• Given request:
Go through the material below and copy out every line that contains the string "wooden". Case matters.
[Entries provided start]
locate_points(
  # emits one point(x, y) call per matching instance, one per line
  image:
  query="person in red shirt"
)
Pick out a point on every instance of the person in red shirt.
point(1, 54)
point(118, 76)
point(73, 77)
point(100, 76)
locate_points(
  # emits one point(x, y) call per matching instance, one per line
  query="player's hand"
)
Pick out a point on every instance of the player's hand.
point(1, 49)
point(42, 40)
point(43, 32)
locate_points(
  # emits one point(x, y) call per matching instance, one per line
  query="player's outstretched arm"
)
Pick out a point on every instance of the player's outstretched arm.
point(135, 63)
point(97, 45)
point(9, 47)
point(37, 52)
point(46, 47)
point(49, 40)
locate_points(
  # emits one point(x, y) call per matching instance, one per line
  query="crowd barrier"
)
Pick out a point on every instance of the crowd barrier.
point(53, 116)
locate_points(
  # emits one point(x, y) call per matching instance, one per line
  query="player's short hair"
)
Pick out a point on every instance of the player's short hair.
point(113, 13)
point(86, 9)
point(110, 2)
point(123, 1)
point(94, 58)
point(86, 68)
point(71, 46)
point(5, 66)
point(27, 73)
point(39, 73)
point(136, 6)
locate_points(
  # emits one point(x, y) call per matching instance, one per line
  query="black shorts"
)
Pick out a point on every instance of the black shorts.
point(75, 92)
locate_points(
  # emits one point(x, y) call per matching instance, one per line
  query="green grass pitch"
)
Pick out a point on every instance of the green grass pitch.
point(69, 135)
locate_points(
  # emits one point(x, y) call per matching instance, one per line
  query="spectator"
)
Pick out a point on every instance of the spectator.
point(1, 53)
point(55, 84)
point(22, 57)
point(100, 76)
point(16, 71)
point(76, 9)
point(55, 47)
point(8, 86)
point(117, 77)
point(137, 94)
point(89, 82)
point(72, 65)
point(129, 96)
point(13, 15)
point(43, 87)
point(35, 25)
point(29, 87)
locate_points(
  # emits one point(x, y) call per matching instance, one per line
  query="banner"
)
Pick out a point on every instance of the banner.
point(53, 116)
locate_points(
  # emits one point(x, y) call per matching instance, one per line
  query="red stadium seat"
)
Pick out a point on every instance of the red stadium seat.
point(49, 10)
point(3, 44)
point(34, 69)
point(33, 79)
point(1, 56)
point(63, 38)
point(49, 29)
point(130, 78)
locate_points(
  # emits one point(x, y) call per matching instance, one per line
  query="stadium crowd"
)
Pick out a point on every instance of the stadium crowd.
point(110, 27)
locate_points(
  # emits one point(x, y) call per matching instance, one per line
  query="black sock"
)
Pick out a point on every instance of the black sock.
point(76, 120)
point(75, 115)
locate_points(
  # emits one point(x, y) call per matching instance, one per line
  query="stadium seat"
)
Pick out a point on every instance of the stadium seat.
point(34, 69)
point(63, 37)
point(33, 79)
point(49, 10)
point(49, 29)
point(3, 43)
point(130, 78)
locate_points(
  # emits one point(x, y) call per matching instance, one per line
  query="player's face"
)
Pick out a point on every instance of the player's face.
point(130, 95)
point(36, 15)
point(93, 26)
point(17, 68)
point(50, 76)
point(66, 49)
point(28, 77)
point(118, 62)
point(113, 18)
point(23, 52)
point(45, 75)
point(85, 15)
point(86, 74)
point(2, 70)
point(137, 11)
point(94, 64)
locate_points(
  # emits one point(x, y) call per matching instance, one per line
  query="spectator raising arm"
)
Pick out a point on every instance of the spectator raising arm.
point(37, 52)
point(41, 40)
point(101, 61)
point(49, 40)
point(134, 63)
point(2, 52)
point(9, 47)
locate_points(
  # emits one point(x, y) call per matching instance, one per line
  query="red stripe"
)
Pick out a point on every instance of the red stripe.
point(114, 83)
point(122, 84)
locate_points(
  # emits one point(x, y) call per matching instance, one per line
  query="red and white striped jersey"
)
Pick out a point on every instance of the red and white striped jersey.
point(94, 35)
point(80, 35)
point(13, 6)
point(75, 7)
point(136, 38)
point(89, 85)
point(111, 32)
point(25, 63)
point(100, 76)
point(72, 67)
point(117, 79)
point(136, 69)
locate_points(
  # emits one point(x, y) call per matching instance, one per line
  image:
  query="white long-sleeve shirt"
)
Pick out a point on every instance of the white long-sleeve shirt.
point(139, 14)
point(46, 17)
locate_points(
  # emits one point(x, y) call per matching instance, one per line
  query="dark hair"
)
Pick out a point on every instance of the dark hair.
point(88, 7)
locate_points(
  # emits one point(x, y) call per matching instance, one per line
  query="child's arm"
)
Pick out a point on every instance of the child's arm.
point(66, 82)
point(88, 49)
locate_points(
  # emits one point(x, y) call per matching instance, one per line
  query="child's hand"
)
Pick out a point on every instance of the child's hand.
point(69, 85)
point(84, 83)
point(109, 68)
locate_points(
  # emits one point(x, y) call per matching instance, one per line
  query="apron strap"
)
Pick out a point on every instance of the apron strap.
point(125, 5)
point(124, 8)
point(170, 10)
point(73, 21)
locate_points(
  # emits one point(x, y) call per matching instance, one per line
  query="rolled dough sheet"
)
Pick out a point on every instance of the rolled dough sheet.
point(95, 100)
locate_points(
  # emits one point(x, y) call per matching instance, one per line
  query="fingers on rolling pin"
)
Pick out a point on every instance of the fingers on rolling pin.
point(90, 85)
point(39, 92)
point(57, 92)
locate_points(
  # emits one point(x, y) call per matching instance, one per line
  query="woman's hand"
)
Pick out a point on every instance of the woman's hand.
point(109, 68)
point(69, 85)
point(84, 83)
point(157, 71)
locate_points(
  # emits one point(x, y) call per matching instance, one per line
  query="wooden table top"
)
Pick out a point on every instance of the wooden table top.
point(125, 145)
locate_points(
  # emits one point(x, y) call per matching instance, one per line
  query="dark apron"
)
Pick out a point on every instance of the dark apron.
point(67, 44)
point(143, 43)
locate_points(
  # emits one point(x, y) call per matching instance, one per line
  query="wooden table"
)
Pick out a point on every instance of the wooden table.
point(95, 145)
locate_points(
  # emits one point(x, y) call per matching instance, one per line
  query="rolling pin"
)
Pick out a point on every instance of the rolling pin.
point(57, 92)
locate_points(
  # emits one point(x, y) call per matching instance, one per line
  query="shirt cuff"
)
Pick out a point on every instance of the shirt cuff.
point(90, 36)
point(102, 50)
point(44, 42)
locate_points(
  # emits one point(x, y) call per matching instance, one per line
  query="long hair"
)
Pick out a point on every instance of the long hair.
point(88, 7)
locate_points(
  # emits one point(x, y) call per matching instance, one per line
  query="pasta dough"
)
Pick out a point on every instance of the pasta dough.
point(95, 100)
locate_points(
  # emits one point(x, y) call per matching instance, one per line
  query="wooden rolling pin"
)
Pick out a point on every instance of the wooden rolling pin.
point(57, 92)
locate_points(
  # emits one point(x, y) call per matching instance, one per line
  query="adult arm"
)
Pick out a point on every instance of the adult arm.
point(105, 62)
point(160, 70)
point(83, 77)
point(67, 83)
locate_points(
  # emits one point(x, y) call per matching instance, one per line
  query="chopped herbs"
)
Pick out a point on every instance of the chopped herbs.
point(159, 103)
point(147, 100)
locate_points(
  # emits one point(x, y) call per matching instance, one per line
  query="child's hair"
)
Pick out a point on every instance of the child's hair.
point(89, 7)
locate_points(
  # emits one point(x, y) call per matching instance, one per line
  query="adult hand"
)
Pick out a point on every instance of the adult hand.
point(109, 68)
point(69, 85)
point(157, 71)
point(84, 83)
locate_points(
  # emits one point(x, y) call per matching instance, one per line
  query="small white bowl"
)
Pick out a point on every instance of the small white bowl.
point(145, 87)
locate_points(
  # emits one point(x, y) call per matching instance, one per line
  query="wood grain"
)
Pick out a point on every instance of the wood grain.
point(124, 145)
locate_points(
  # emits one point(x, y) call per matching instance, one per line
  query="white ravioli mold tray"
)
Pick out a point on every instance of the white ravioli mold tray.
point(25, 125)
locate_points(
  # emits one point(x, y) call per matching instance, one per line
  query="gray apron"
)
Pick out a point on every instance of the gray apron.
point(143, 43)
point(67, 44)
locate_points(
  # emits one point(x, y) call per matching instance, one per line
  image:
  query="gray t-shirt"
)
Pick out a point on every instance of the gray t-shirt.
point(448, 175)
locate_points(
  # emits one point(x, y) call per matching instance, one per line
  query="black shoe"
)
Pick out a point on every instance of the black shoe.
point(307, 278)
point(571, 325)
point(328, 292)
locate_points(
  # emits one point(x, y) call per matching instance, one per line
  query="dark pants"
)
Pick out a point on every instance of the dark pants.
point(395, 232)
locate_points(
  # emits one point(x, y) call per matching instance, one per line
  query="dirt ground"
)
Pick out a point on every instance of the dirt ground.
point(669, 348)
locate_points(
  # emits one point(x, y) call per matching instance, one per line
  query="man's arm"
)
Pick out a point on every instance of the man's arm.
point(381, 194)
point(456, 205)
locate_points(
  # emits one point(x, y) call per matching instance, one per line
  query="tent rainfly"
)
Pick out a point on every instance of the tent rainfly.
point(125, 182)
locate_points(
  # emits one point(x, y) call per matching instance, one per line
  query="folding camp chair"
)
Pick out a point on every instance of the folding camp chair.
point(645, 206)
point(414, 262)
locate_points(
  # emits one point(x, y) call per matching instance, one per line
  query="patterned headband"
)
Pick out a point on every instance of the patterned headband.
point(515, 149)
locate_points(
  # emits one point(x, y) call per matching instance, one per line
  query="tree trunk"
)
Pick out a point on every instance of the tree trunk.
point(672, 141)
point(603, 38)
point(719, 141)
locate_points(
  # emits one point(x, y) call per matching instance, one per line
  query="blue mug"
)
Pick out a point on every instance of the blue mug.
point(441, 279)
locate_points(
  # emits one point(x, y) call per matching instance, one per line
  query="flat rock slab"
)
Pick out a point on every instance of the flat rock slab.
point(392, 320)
[Entries provided end]
• Task response:
  query="wooden table top"
Pick out a point on every instance of the wooden table top.
  query="wooden table"
Pick out a point on every instance of the wooden table.
  query="wooden rolling pin"
Pick out a point on every instance of the wooden rolling pin.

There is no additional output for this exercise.